Given instruction a >> According to the post about Ddoc, how many lines of Ddoc code does std.algorithm have for building a symbol table?

On 2013-12-31 01:05, Sönke Ludwig wrote:
Also, the official first four goals of DDOC are:
1. It looks good as embedded documentation, not just after it is
extracted and processed.
It certainly does not. Just have a look at the top of std.algorithm or
std.uni. Hundreds of lines of Ddoc madness.
2. It's easy and natural to write, i.e. minimal reliance on <tags> and
other clumsy forms one would never see in a finished document.
Fails again. As soon as you need something more advanced than the
standard sections you need to use macros. The macros are just as tags,
just with a different syntax and name.
3. It does not repeat information that the compiler already knows from
parsing the code.
You sure need to do if you want good documentation. Take a look at
std.algorithm, it has over 300 lines of Ddoc code to create a symbol
table that Ddoc should be able to automatically generate.
4. It doesn't rely on embedded HTML, as such will impede extraction
and formatting for other purposes.

Data excerpts >>
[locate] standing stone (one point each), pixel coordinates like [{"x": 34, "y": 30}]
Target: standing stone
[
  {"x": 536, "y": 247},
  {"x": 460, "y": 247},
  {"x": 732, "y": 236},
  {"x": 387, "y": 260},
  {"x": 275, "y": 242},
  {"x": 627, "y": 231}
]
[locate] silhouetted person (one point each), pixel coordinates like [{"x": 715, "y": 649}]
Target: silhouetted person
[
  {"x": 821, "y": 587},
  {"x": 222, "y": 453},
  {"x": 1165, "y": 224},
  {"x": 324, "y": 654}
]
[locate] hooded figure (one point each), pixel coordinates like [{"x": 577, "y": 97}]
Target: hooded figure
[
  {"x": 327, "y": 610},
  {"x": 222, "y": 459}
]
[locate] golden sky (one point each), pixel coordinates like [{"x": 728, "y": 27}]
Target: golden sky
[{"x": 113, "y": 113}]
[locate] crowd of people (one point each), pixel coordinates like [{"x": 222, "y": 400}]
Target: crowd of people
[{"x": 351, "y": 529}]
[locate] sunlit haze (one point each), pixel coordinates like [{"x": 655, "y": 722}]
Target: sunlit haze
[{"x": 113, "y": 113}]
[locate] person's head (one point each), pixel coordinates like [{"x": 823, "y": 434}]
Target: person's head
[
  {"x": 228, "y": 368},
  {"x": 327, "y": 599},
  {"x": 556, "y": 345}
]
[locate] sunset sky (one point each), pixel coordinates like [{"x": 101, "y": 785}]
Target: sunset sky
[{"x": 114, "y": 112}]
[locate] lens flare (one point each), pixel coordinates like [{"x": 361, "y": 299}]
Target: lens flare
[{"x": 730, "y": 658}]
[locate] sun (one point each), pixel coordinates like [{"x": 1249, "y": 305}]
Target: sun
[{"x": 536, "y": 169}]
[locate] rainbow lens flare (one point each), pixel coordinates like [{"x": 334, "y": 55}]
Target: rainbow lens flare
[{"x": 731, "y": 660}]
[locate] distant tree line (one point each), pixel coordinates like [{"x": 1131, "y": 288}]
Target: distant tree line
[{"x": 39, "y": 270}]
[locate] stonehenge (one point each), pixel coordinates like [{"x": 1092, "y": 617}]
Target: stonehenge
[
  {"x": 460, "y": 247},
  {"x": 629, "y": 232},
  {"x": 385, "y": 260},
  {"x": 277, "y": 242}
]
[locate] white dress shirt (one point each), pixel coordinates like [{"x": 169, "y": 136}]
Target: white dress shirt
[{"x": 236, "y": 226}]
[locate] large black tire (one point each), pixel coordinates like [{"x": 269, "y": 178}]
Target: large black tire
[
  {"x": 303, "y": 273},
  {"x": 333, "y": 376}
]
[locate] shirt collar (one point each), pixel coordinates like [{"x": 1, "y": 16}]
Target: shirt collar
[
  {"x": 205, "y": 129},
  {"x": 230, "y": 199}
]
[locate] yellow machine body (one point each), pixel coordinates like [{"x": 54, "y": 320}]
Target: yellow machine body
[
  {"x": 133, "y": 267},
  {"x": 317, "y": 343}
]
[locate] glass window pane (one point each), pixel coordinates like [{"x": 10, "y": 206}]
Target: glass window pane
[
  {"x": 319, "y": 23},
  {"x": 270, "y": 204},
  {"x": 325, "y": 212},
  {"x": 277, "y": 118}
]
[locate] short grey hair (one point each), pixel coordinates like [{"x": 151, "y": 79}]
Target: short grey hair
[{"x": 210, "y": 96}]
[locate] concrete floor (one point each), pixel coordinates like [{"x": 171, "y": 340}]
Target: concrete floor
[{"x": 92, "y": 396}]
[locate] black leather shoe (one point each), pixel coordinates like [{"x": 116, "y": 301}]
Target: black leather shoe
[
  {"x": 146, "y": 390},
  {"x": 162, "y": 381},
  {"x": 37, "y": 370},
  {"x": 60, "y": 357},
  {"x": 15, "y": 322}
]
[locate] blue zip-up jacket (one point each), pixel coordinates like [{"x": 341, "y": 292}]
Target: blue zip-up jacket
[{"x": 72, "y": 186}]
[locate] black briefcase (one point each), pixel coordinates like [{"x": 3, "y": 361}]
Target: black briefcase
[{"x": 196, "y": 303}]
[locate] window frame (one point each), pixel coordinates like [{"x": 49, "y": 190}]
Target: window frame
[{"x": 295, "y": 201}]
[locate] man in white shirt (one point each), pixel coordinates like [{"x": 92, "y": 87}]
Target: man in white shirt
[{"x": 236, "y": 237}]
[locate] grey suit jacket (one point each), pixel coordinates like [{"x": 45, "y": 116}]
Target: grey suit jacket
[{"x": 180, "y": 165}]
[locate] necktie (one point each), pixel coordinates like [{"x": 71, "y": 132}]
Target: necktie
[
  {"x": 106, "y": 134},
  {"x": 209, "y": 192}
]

Given instruction b >> Copy out the rows, starting with the line that contains "[locate] necktie (one" and going on through the end of the rows.

Exercise output a >> Over 300 lines.

Exercise output b >>
[locate] necktie (one point each), pixel coordinates like [{"x": 71, "y": 132}]
Target: necktie
[
  {"x": 106, "y": 134},
  {"x": 209, "y": 192}
]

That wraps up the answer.